**What is required:**
Would you restate the data exactly as given?

------ Provided records

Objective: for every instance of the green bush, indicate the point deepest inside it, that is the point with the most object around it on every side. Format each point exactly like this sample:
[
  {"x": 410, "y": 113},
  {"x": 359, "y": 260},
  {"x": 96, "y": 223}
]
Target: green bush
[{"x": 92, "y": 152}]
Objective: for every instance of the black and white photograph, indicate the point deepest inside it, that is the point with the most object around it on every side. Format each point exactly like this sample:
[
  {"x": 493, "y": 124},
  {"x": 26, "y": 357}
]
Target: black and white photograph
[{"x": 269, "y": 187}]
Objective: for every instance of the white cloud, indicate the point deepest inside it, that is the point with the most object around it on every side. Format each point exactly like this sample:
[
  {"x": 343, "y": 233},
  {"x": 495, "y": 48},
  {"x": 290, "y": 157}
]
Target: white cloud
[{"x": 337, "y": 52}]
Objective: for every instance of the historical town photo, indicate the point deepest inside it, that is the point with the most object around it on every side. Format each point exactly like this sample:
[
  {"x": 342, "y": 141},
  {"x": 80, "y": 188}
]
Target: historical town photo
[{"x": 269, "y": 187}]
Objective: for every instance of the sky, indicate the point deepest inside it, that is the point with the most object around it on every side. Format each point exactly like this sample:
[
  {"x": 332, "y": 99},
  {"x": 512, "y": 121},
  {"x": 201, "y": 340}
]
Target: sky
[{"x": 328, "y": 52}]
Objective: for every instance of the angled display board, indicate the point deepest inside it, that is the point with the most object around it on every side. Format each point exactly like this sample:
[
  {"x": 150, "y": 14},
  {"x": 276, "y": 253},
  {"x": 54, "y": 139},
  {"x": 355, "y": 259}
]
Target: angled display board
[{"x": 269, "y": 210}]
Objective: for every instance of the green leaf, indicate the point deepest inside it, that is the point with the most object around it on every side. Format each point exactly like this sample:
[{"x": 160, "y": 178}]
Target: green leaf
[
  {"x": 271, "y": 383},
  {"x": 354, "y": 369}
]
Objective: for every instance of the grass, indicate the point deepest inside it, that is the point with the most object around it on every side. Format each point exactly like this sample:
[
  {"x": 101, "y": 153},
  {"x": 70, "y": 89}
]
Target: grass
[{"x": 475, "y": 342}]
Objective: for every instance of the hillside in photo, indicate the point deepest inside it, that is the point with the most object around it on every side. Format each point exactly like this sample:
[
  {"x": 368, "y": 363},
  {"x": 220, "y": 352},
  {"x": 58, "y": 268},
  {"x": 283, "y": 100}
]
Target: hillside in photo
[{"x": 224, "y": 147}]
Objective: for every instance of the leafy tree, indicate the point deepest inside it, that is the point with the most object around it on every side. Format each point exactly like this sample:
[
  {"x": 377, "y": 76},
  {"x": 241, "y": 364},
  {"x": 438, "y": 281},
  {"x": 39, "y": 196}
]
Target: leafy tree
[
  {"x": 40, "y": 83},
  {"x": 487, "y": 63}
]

------------

**Written response:**
Objective: for every instance of the green bush, indicate the point deepest inside it, that is the point with the most object around it on every side. Format each point exactly like this sample:
[
  {"x": 410, "y": 113},
  {"x": 359, "y": 260},
  {"x": 96, "y": 223}
]
Target: green bush
[{"x": 92, "y": 152}]
Objective: for every instance of the black and white photograph, indicate the point deepest inside it, that is the point with the most object around it on every side. Format each point exactly like this sample:
[
  {"x": 493, "y": 124},
  {"x": 26, "y": 357}
]
Target: black and white photograph
[{"x": 269, "y": 187}]
Objective: for every instance of the white cloud, indicate the point deepest inside it, that is the point with the most object around it on every side. Format each point exactly like this sample:
[
  {"x": 343, "y": 233},
  {"x": 495, "y": 48},
  {"x": 290, "y": 157}
]
Target: white cloud
[{"x": 337, "y": 52}]
Objective: for every instance of the historical town photo, indicate the point deepest inside it, that is the point with the most object around it on every side. Format each point exactly like this sample:
[
  {"x": 342, "y": 141},
  {"x": 80, "y": 188}
]
Target: historical town photo
[{"x": 269, "y": 187}]
Objective: for every instance of the sky, indicate the point deepest inside it, that is the point with the most object around it on every side. Format each point exactly like this sample:
[
  {"x": 332, "y": 99},
  {"x": 512, "y": 121},
  {"x": 201, "y": 340}
]
Target: sky
[{"x": 328, "y": 52}]
Objective: for every instance of the angled display board, indicate the point deepest inside it, that is the point with the most object around it on every side. Format each point exactly like this sample:
[
  {"x": 150, "y": 14},
  {"x": 276, "y": 253},
  {"x": 54, "y": 139},
  {"x": 355, "y": 259}
]
Target: angled display board
[{"x": 269, "y": 210}]
Objective: for every instance of the green leaf, indicate the point deepest inside it, that is the point with the most object around it on every side. Format each point exactly like this sample:
[{"x": 160, "y": 178}]
Target: green leaf
[
  {"x": 271, "y": 383},
  {"x": 354, "y": 369}
]
Objective: for every instance of the grass, indicate the point deepest inside it, that is the point with the most object around it on every side. Format each point exactly like this sample:
[
  {"x": 101, "y": 153},
  {"x": 70, "y": 89}
]
Target: grass
[{"x": 475, "y": 342}]
Objective: for every instance of the hillside in photo, indicate the point deepest inside it, that is the point with the most object around it on every side. Format each point exactly like this sample:
[
  {"x": 368, "y": 363},
  {"x": 220, "y": 352},
  {"x": 58, "y": 268},
  {"x": 283, "y": 100}
]
Target: hillside in photo
[{"x": 224, "y": 147}]
Objective: for every instance of the leafy tree, indicate the point deepest inside it, that is the point with the most object around it on every side. Format each point exactly like this sample:
[
  {"x": 377, "y": 76},
  {"x": 241, "y": 364},
  {"x": 438, "y": 281},
  {"x": 39, "y": 196}
]
Target: leafy tree
[
  {"x": 40, "y": 83},
  {"x": 487, "y": 63}
]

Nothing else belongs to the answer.